_THE TASK:_ Tally the lines of the records below that contain the string "shirt", treating uppercase and lowercase as distinct, and give only the resulting number.

--- PROVIDED RECORDS ---

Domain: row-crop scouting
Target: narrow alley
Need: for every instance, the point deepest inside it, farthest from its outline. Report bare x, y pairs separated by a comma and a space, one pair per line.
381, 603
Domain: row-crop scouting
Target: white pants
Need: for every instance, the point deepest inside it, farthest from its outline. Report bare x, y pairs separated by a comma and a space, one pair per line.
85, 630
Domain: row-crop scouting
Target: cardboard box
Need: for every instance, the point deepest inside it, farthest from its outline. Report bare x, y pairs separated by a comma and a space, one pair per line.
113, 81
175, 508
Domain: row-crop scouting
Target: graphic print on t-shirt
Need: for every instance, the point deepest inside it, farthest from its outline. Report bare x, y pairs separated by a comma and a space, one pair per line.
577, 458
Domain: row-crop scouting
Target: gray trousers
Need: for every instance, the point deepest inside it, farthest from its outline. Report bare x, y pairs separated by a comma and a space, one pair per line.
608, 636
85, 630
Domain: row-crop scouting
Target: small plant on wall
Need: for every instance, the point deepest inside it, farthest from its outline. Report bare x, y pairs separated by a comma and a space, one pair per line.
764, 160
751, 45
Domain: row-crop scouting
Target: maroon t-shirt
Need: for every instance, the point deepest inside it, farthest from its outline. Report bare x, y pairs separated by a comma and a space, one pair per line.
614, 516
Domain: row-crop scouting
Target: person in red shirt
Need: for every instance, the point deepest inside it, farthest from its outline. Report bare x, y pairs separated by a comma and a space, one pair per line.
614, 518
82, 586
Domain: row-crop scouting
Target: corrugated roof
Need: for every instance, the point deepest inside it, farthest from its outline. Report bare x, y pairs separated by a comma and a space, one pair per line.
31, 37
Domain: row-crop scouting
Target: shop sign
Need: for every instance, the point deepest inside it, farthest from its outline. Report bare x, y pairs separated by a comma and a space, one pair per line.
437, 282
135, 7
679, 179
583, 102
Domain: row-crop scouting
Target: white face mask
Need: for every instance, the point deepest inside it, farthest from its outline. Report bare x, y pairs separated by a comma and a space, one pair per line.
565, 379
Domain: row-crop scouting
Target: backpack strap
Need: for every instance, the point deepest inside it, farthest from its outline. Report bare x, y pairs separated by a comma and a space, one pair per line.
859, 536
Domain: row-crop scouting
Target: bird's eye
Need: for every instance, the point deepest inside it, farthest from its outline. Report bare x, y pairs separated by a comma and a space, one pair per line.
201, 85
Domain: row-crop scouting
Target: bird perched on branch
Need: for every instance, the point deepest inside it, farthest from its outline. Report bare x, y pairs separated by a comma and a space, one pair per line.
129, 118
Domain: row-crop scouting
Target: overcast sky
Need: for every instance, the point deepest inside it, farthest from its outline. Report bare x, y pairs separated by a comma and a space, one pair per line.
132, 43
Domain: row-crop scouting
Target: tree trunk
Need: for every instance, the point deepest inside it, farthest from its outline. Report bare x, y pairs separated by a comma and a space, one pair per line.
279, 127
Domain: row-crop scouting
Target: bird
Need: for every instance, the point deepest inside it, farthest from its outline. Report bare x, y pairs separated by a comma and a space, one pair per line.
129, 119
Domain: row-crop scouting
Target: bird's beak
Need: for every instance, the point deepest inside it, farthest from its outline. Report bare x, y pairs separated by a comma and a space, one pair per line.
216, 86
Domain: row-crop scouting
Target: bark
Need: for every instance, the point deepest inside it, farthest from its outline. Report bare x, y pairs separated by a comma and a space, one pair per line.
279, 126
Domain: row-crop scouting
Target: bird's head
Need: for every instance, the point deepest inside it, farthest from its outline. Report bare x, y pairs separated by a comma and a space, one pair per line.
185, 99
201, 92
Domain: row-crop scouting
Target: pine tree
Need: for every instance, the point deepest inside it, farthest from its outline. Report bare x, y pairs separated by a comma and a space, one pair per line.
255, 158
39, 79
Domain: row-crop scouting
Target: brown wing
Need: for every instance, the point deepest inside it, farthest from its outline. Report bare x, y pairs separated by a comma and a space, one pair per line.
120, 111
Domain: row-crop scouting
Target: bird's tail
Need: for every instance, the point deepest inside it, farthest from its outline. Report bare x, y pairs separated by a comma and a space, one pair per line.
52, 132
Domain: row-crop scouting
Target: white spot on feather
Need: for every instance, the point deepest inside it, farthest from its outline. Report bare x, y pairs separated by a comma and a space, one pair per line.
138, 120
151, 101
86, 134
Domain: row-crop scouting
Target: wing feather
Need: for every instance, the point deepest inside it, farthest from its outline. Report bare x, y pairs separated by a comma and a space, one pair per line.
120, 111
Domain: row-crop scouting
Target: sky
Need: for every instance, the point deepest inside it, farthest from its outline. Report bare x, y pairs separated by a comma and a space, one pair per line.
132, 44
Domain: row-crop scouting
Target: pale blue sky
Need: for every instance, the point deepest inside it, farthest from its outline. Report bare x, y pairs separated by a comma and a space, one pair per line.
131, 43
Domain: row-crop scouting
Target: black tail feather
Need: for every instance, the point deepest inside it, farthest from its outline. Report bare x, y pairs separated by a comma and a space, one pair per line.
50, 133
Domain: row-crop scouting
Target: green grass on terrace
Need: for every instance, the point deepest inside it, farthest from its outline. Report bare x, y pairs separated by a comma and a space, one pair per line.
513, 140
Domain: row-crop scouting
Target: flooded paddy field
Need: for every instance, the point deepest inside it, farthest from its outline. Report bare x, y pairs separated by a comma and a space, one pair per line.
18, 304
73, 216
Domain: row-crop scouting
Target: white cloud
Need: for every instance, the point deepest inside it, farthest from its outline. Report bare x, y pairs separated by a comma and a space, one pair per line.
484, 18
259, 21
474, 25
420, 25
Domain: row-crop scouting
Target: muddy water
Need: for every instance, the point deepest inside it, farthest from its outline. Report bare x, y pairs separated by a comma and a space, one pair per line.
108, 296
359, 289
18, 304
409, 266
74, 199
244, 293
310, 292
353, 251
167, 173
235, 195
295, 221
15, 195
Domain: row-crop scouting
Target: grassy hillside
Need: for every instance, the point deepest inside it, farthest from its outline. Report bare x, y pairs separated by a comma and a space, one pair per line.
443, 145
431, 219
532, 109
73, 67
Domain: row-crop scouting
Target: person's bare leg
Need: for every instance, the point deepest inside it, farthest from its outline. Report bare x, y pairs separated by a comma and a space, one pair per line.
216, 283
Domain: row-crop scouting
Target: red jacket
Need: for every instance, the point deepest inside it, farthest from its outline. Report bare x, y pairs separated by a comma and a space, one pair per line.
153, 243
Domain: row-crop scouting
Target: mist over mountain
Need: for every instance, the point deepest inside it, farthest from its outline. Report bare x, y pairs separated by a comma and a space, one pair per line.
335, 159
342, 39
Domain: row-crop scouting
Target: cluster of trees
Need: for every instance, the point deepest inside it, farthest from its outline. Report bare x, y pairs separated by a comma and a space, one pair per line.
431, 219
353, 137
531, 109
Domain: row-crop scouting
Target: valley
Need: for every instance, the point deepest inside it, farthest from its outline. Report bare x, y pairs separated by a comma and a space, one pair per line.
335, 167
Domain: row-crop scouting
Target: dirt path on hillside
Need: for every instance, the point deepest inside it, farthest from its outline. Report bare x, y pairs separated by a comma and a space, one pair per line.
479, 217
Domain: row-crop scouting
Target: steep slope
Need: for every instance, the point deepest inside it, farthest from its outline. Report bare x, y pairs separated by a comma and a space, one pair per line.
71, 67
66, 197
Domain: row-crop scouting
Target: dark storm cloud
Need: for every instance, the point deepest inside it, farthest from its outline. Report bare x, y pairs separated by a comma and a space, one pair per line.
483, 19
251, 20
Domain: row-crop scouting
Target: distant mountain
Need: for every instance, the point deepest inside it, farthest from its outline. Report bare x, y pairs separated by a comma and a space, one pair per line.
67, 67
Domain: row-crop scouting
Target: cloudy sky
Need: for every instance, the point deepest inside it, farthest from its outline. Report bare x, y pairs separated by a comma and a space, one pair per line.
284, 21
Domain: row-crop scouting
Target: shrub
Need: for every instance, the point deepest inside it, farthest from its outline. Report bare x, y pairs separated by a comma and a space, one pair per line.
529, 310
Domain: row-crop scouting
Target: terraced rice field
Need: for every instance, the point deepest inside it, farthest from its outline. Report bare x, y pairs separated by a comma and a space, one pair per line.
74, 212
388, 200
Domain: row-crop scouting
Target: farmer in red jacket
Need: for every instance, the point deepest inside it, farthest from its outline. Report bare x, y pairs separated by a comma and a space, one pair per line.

---

_RIGHT ANSWER:_ 3